__What you have to do__. All that should be output is the block of lines below from the line with "x=14, y=172" to the line with "x=215, y=385", both included, exactly as written.

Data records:
= Beginning of Section =

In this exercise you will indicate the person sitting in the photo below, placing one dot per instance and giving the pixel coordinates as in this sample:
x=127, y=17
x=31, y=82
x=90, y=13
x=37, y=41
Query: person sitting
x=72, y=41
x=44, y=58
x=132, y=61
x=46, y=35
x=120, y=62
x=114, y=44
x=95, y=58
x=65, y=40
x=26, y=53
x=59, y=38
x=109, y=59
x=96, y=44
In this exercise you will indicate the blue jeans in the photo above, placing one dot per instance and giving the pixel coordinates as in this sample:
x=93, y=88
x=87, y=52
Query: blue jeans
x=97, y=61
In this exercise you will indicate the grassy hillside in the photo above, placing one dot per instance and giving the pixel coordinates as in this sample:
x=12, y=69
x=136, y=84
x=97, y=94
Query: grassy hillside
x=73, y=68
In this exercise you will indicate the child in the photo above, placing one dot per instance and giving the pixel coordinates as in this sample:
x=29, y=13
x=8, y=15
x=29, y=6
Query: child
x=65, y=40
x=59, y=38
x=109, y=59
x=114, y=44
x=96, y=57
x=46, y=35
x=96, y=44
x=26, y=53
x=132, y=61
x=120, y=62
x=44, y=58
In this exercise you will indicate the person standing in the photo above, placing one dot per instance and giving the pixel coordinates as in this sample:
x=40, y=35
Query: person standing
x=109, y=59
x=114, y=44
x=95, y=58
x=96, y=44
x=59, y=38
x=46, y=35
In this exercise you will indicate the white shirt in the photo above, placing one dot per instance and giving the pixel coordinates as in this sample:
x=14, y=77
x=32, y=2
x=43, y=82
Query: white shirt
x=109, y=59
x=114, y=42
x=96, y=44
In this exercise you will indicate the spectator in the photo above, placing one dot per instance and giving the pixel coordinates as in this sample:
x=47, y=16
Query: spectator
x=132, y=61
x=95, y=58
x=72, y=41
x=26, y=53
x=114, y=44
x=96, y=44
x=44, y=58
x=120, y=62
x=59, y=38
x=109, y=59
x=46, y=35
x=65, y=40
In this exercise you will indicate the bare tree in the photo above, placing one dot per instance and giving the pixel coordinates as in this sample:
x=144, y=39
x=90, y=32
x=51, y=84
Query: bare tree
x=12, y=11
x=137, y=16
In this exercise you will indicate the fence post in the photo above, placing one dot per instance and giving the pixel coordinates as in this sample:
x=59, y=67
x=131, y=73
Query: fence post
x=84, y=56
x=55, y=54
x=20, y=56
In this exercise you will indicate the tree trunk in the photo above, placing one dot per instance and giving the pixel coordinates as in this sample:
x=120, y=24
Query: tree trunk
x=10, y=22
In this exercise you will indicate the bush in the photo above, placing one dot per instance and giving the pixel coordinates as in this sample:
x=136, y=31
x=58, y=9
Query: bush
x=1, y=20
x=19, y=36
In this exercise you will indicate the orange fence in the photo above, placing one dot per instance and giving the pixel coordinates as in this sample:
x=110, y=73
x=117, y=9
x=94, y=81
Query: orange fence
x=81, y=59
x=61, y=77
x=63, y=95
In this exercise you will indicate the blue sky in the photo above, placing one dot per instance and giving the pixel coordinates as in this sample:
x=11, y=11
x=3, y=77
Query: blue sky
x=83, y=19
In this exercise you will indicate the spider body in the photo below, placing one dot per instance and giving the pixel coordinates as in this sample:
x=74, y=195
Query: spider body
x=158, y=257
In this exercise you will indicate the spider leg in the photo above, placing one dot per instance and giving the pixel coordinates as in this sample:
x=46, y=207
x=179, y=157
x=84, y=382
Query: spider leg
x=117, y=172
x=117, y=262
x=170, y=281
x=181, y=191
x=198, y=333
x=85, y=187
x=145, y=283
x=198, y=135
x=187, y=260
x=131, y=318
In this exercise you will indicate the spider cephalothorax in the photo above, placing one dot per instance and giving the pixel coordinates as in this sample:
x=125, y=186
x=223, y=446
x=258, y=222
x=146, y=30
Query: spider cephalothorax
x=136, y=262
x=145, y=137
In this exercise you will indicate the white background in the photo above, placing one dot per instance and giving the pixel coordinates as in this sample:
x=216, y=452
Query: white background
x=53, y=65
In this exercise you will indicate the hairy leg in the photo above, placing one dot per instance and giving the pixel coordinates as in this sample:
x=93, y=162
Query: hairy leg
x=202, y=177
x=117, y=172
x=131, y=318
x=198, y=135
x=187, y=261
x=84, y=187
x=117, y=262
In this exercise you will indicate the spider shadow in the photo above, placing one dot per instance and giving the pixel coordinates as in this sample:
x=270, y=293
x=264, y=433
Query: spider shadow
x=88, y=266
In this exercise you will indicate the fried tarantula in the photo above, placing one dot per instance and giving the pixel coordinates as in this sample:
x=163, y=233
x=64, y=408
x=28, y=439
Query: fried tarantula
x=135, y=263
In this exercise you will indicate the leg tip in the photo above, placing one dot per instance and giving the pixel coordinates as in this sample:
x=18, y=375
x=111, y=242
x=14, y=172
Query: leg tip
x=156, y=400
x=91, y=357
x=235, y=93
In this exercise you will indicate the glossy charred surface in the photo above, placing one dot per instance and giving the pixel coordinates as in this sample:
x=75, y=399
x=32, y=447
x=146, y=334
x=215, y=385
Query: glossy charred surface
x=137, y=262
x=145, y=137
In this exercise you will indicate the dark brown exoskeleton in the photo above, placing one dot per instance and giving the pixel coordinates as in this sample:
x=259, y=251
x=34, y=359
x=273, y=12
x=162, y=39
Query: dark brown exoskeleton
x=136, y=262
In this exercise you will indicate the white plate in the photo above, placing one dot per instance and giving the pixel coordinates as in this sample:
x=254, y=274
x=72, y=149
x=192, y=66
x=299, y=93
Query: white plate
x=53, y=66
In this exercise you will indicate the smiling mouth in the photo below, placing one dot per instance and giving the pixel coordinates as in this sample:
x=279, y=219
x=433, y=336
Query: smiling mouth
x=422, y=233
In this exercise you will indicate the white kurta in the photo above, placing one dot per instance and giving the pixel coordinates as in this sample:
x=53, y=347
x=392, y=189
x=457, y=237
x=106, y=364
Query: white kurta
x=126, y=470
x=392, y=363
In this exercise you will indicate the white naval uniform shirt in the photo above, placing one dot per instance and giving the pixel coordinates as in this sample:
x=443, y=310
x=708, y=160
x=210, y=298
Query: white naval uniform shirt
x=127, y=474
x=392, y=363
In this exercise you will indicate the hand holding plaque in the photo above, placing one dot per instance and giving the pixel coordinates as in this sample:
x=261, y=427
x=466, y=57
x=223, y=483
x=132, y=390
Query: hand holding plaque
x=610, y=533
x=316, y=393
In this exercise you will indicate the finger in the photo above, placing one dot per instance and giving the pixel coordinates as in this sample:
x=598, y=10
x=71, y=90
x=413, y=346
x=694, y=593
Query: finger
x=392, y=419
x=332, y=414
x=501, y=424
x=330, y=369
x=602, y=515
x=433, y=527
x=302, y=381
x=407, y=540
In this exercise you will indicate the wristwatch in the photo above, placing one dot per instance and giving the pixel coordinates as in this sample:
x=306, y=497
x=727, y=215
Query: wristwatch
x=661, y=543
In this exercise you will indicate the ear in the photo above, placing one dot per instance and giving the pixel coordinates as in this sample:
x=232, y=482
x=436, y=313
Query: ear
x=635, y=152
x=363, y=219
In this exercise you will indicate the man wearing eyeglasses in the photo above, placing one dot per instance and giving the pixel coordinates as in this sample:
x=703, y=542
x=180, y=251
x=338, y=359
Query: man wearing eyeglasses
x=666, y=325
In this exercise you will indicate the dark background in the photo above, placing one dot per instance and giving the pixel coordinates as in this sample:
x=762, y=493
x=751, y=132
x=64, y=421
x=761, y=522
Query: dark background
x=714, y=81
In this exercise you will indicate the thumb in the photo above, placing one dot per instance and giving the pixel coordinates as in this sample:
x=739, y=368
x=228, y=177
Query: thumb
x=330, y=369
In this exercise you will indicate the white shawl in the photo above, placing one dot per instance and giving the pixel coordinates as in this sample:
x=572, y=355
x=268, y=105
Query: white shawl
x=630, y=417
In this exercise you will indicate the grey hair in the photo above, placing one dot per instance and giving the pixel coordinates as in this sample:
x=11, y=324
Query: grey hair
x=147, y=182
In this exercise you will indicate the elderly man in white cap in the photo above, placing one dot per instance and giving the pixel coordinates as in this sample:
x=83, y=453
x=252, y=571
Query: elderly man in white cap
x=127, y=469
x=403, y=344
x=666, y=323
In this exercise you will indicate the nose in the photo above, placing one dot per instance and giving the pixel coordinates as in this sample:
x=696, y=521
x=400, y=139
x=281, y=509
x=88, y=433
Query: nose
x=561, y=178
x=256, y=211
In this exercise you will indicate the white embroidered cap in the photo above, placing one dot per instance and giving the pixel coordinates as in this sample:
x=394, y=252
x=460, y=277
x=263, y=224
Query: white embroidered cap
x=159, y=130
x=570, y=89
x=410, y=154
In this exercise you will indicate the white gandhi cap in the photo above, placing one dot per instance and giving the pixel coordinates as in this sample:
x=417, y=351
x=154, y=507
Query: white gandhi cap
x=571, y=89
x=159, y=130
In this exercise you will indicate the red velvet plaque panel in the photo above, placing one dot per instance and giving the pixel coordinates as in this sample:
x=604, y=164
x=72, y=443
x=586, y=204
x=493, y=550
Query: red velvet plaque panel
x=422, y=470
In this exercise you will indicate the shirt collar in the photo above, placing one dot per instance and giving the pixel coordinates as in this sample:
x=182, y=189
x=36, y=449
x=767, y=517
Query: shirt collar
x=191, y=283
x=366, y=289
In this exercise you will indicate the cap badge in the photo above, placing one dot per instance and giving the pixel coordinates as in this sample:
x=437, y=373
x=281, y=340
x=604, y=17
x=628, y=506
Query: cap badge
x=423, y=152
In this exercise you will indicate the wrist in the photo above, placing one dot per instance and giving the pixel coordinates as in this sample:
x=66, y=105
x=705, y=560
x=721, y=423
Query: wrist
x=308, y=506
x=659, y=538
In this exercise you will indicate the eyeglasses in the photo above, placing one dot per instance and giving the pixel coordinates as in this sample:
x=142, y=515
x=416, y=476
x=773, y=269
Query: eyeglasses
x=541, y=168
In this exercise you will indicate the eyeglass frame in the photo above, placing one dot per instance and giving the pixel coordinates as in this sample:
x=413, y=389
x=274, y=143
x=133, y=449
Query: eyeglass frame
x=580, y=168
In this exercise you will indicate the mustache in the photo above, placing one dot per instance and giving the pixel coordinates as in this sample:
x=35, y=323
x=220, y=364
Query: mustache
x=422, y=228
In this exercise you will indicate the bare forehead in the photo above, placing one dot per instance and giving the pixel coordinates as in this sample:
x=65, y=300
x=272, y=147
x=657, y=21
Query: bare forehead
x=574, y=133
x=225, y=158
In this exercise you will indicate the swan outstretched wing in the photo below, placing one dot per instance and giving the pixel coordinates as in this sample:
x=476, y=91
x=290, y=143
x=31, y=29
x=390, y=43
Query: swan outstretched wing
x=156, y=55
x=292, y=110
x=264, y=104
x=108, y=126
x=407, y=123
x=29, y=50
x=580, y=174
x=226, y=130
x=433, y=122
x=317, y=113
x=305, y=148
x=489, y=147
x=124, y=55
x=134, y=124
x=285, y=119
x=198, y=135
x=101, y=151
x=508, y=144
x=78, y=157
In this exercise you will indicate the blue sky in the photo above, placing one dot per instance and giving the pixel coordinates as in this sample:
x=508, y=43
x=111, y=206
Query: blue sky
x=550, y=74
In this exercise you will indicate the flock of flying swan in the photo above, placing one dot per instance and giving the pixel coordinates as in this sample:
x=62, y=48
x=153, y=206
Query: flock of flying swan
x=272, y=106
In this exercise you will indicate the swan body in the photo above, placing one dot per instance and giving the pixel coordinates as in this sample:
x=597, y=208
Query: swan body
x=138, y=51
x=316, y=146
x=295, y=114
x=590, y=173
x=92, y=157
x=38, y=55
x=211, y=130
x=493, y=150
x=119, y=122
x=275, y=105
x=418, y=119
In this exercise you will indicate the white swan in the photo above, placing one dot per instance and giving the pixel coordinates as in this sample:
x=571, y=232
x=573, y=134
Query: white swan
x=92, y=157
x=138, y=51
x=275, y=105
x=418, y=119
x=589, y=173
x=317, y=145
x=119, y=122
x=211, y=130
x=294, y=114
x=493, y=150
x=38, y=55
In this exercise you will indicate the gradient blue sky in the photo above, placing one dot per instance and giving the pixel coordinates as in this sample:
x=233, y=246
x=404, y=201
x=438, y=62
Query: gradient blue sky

= End of Section =

__Response area__.
x=14, y=172
Query: leg tip
x=156, y=400
x=91, y=357
x=235, y=93
In this exercise you will indicate the glossy charred surface in the photo above, placing one dot per instance and giving the pixel coordinates as in this sample:
x=75, y=399
x=32, y=447
x=146, y=334
x=215, y=385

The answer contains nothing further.